Fragmento seleccionado
┄┄┄┄┄┄

Luarca, tradición bañada por el Cantábrico
Este pueblo asturiano, de espíritu marinero y enclave natural único, es todo un exponente del norte. La Villa Blanca de la Costa Verde es el hogar del nobel Severo Ochoa.
No parece extraño que el pirata Cambaral se encaprichase con esta tierra. Venido desde Argel, asedió toda la costa luarquesa hasta que por fin fue apresado y encerrado por el señor de la Atalaya. Sin embargo, su hija, que se había enamorado del pirata, decidió liberarlo y fugarse con él. Justo antes de embarcar fueron detenidos por el señor feudal, quien cortó la cabeza a ambos tras su beso de despedida.
Esta leyenda la cuentan hoy los marineros del puerto de Luarca cuando preguntas por qué se le llama Cambaral a ese curioso barrio, levantado en una colina y que enmarca el puerto. Las estrechas y empinadas calles terminan en el monumento de la Mesa de los Mareantes, donde los marineros se reunían antiguamente para discutir si salían a la mar ante la tempestad.

┄┄┄┄┄┄

Requisitos del ejercicio
a: Edita el fragmento sobre Luarca y reproduce la parte que abre con las palabras "No parece extraño" y cierra con "ante la tempestad.", poniendo "corsario" en lugar de "pirata".
b: Prosigue el fragmento sobre Luarca a partir de su última oración.
Los registros no desempeñan ningún papel en esto.

Entradas guardadas:
┄┄┄┄┄┄

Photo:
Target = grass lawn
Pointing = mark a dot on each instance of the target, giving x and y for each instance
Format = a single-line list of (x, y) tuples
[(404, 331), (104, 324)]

┄┄┄┄┄┄

Respuestas dadas
a:
No parece extraño que el corsario Cambaral se encaprichase con esta tierra. Venido desde Argel, asedió toda la costa luarquesa hasta que por fin fue apresado y encerrado por el señor de la Atalaya. Sin embargo, su hija, que se había enamorado del corsario, decidió liberarlo y fugarse con él. Justo antes de embarcar fueron detenidos por el señor feudal, quien cortó la cabeza a ambos tras su beso de despedida.
Esta leyenda la cuentan hoy los marineros del puerto de Luarca cuando preguntas por qué se le llama Cambaral a ese curioso barrio, levantado en una colina y que enmarca el puerto. Las estrechas y empinadas calles terminan en el monumento de la Mesa de los Mareantes, donde los marineros se reunían antiguamente para discutir si salían a la mar ante la tempestad.

b:
Hoy, este lugar está ataviado con un panel de cerámica de Talavera con escenas importantes de la historia luarquesa desde el siglo IX hasta el XIX y sirve de antesala de la Atalaya, el sitio más emblemático de Luarca.
El Cambaral, al igual que la Pescadería, su barrio hermano al otro lado del puerto, surgió en la Edad Media para dar cobijo a los pescadores que iban llegando al pueblo. En ellos reside la esencia de lo que es Luarca: una villa de origen marinero, donde el río nace de las montañas cercanas y serpentea por el valle que sirve de anfiteatro para esta localidad costera.
A pesar de que la herencia de Luarca se mantiene marinera, no se puede negar su atractivo turístico. Cada verano, el pueblo se renueva de vitalidad, ambiente y colorido, especialmente en fiestas como el Rosario o San Timoteo.
Encantos no le faltan a esta pequeña villa y sus lugareños, bien orgullosos, no titubean a la hora de presumir de ellos, ya sea en Asturias o en el resto de España. Luarca está presidido ante todo, por su Atalaya, una pequeña ermita en lo alto de la colina que parece contemplar el Cantábrico a la vez que protege la villa.
A sus pies se encuentra el cementerio, uno de los más famosos de España por su privilegiado emplazamiento, con vistas a la costa rocosa, los bosques y valles en las inmediaciones y las montañas a lo lejos.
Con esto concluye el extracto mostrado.